[[ Data in this exercise open ]]

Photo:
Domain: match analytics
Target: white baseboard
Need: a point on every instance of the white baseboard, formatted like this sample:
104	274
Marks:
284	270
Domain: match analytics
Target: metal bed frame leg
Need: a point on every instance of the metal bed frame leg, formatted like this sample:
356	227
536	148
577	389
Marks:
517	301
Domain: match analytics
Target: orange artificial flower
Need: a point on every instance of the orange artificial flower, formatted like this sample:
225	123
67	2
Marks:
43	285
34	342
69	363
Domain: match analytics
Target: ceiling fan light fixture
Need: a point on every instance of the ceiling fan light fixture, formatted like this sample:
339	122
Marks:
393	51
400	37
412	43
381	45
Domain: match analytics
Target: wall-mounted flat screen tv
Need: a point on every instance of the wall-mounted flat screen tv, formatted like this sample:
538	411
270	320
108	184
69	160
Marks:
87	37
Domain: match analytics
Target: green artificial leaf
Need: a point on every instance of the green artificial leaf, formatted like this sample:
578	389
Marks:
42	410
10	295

[[ Data in this exercise closed ]]

About this exercise - Copy the material above, line for line.

Answer to the exercise -
Photo:
Domain: match analytics
Target: white baseboard
Need: a point on every instance of the white baseboard, formatted like this sample:
104	274
Marks:
284	270
Domain: match analytics
Target: metal bed frame leg
Need: a point on every instance of the metal bed frame leg, formatted like this sample:
356	227
536	148
577	389
Marks:
517	301
Domain: match analytics
Target: orange artificial flower
Need: a point on every instance of the orange artificial flower, formatted like this sample:
225	123
67	2
Marks:
43	285
34	342
69	363
Domain: match analytics
Target: ceiling fan light fixture
Need: a point on every instance of the ceiling fan light fixture, formatted like this sample:
339	122
Marks:
393	51
400	37
412	43
381	45
Domain: match analytics
Target: wall-mounted flat screen tv
Need: a point on every instance of the wall-mounted flat screen tv, formatted like this sample:
538	411
270	320
108	184
69	160
Marks:
87	37
Domain: match analytics
Target: green artificial leaf
Need: a point on every instance of the green artificial leaf, formatted like this sample:
578	389
Marks:
42	410
10	295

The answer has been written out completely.